● **TASK TO CARRY OUT**:
Copy out the records verbatim, starting at the line that contains "of the dirt" and continuing through the last line of the records, with both of those lines included.

● ● ● ●

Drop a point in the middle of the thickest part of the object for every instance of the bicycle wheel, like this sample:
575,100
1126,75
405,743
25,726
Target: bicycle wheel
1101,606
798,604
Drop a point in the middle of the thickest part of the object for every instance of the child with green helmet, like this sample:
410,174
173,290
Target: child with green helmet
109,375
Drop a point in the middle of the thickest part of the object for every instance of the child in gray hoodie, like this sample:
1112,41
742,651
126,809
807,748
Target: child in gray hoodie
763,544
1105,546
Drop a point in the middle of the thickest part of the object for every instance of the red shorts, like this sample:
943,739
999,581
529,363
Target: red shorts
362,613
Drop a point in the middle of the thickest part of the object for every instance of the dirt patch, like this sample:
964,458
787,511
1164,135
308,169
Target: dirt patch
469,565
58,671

● ● ● ●

● **REPLY TO THE EXERCISE**:
Drop a point in the middle of the thickest part of the object for every instance of the dirt patch, like this sample:
964,458
787,511
1164,135
308,169
Target: dirt patch
469,565
58,671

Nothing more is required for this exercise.